## Supplied passage
# All natural material long bows



## Rick P (May 4, 2011)

This one is Ipe with purple heart and ash accents, the bow is backed with goat rawhide. There is some walnut in there too.


----------



## Rick P (May 4, 2011)

I alos Quilt........yes its OK to sew I'm 6'4" and weigh 220, I use a bow to hunt 1,000 pound brown bears, if anyone gives you snot about sewing and it being a girly thing show them this post.


----------



## Manny (May 4, 2011)

The bow looks great. Do you laminate long pieces then bend them? How do you shape it? 

That second post was so random lol. The quilt is great. Do what you enjoy man and don't worry what others think. 


Manny


----------



## bensoelberg (May 4, 2011)

I've been known to crochet and knit beanies. (winter hats.)  Nice quilt and bow. :biggrin:


----------



## Rick P (May 4, 2011)

Manny

I don't worry in the slightest about what others think, just encouraging others to explore without worry.

## Record excerpts

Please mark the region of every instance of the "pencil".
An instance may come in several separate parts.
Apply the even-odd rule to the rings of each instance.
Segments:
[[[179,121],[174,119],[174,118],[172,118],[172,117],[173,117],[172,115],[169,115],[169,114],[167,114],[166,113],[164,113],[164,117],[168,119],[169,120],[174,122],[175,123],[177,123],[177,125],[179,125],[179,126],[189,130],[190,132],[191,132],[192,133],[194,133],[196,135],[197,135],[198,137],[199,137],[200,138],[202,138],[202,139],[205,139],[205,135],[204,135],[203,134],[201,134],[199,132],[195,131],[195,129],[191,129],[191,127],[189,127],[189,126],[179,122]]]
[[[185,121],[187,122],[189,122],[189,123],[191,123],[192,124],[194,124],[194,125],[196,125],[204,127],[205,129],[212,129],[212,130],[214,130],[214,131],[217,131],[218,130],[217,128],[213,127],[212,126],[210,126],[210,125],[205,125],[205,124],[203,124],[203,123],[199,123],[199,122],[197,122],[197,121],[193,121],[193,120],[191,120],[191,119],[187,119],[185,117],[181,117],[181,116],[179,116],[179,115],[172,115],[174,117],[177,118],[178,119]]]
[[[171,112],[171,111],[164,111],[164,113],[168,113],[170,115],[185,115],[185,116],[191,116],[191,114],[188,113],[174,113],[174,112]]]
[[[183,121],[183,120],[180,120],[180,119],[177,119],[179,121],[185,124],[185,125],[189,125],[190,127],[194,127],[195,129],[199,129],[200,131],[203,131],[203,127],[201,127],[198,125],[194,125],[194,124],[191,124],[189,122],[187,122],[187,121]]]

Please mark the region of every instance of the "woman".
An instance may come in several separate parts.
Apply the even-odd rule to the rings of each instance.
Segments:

## Given instruction 1
In the long bows thread, what material is the bow backed with?
## Given instruction 2
Pick up the long bows thread after its last post and carry it on.
You won't need the records for any of this.

## Answer 1
Goat rawhide.

## Answer 2
 The bow was laminated on a form by clamping the wood in place. By not pre bending the lamination's you put more tension in the limbs producing a faster bow. The limbs are shaped using a template and my eye the riser is all by eye. Once the bow is roughed out I use a tillering tree and cabinet scraper to tiller or balance the limbs. The goal of course is a nice even D shaped bow that bends evenly throughout the draw. You want most of the flex in the limb in the middle no flex at the riser and very little at the tip.


----------



## el_d (May 4, 2011)

Nice Bow Rick, whats the draw weight?

I used to make my own fiberglass recurves before I got into Pens. Now my "oven" is in storage and my press hasnt seen any fiberglass in a while.

Wisk I knoew how to sew. Isnt that one of the industrial arts? My Dad can sew really nice and my grandfather was pretty handy as well.


----------



## Rick P (May 4, 2011)

Pic of the form and tillering tree.


----------



## Rick P (May 4, 2011)

El d that one is right at 45 pounds I made it for a young archer who wanted enough to hunt Caribou, Deer and Black bear but wasn't yet able to draw his dads 55#. 


I have my mother to thank for the sewing skills, she insisted that me and my brother be able to take care of ourselves so cooking and sewing were forced on us at an early age. I'm rather thankful now it gives me something to do while I chat with the wife during our long winters and it saves us a ton of money! I have also earned a reputation as a damn good cook.


----------



## sgimbel (May 4, 2011)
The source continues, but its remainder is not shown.